--- START OF Data supplied ---

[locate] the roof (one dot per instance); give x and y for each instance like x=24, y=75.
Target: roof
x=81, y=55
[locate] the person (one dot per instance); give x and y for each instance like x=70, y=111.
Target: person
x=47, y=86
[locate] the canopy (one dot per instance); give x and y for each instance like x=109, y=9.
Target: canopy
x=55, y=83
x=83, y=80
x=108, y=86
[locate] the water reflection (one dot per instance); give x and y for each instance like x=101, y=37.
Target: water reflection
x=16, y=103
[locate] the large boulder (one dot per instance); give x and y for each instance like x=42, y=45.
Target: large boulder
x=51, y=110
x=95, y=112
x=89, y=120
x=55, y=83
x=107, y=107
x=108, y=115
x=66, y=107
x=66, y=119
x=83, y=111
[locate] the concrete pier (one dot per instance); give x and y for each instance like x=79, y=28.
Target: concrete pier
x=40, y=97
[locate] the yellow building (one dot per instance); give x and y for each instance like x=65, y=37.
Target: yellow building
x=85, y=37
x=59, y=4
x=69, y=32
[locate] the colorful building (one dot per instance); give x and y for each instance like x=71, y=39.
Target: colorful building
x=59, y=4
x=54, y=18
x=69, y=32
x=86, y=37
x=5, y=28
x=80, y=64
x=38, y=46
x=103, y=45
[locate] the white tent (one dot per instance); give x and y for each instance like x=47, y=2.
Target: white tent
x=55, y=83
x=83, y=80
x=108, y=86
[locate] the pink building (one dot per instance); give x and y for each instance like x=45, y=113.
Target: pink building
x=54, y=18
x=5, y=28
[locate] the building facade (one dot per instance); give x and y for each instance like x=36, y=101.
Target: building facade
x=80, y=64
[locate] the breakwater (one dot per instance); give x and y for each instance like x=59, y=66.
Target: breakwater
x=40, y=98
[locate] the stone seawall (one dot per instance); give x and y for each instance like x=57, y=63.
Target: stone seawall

--- END OF Data supplied ---

Exercise goal – Rewrite every item above as a JSON list of strings, with each line as its own string and no blank lines.

Solution for this exercise –
[
  "[locate] the roof (one dot per instance); give x and y for each instance like x=24, y=75.",
  "Target: roof",
  "x=81, y=55",
  "[locate] the person (one dot per instance); give x and y for each instance like x=70, y=111.",
  "Target: person",
  "x=47, y=86",
  "[locate] the canopy (one dot per instance); give x and y for each instance like x=109, y=9.",
  "Target: canopy",
  "x=55, y=83",
  "x=83, y=80",
  "x=108, y=86",
  "[locate] the water reflection (one dot per instance); give x and y for each instance like x=101, y=37.",
  "Target: water reflection",
  "x=16, y=103",
  "[locate] the large boulder (one dot per instance); give x and y for each instance like x=42, y=45.",
  "Target: large boulder",
  "x=51, y=110",
  "x=95, y=112",
  "x=89, y=120",
  "x=55, y=83",
  "x=107, y=107",
  "x=108, y=115",
  "x=66, y=107",
  "x=66, y=119",
  "x=83, y=111",
  "[locate] the concrete pier (one dot per instance); give x and y for each instance like x=79, y=28.",
  "Target: concrete pier",
  "x=40, y=97",
  "[locate] the yellow building (one dot per instance); give x and y for each instance like x=65, y=37.",
  "Target: yellow building",
  "x=85, y=37",
  "x=59, y=4",
  "x=69, y=32",
  "[locate] the colorful building (one dot per instance); give x and y for each instance like x=71, y=39.",
  "Target: colorful building",
  "x=59, y=4",
  "x=54, y=18",
  "x=69, y=32",
  "x=86, y=37",
  "x=5, y=28",
  "x=80, y=64",
  "x=38, y=46",
  "x=103, y=45",
  "[locate] the white tent (one dot per instance); give x and y for each instance like x=47, y=2.",
  "Target: white tent",
  "x=55, y=83",
  "x=83, y=80",
  "x=108, y=86",
  "[locate] the pink building (one dot per instance); give x and y for each instance like x=45, y=113.",
  "Target: pink building",
  "x=54, y=18",
  "x=5, y=28",
  "[locate] the building facade (one dot per instance); give x and y for each instance like x=36, y=101.",
  "Target: building facade",
  "x=80, y=64",
  "[locate] the breakwater (one dot per instance); give x and y for each instance like x=59, y=66.",
  "Target: breakwater",
  "x=40, y=98",
  "[locate] the stone seawall (one dot per instance); give x and y for each instance like x=57, y=63.",
  "Target: stone seawall"
]